## Aufgabe
Wie viele von den 40000 umzusiedelnden Afghanen hat Deutschland laut dem Lesetext allein übernommen?

Es ist übrigens nicht das einzige zentrale Politikfeld, auf dem Merkel Deutschland in eine immer deutlicher werdende Isolation in der EU getrieben hat. In der Migrations- und Asylpolitik ist es ähnlich. Deutlich wurde das erst kürzlich wieder, als – öffentlich kaum wahrgenommen – Deutschland allein 25000 von 40000 umzusiedelnden Afghanen übernahm. Fast alle anderen EU-Länder wollen Armutszuwanderung abwenden, nur die alte und erst recht die neue Bundesregierung glauben, durch noch mehr Zugangsmöglichkeiten die Welt verbessern zu müssen. Die deutschen Sonderwege der alten wie der neuen Bundesregierung werden nur dadurch bislang vernebelt, dass beide das Lied vom „souveräneren Europa“ besonders laut singen und willig unverhältnismäßige finanzielle Belastungen im EU-Rahmen übernehmen.

[Daten zur Punktlokalisierung]
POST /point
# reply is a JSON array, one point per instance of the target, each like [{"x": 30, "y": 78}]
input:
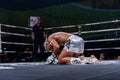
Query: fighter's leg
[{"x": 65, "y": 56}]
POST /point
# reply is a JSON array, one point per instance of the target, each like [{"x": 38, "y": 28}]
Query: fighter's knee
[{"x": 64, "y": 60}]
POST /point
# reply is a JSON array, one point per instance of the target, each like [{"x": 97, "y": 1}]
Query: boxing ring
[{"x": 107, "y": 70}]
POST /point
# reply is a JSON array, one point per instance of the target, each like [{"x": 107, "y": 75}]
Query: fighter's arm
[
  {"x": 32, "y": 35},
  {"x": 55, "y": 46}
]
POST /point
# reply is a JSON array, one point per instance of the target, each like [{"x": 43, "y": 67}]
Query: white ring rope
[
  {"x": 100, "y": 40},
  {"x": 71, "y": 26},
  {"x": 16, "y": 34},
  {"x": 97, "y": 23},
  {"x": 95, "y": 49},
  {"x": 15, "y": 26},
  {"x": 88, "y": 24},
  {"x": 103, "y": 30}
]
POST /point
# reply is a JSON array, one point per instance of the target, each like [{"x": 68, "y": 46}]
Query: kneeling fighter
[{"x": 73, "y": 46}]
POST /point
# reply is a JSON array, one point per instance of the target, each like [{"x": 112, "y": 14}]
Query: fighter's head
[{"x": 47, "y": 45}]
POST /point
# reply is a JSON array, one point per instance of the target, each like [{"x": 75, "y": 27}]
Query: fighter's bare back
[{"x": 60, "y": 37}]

--

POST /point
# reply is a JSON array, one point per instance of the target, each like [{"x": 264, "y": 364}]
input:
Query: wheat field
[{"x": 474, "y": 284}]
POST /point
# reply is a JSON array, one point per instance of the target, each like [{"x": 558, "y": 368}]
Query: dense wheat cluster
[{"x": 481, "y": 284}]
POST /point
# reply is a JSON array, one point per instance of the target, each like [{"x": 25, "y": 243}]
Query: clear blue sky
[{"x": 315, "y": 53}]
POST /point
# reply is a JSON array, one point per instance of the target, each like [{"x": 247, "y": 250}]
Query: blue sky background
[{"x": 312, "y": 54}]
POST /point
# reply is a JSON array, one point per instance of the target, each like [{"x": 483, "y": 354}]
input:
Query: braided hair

## Antwort
25000 Afghanen.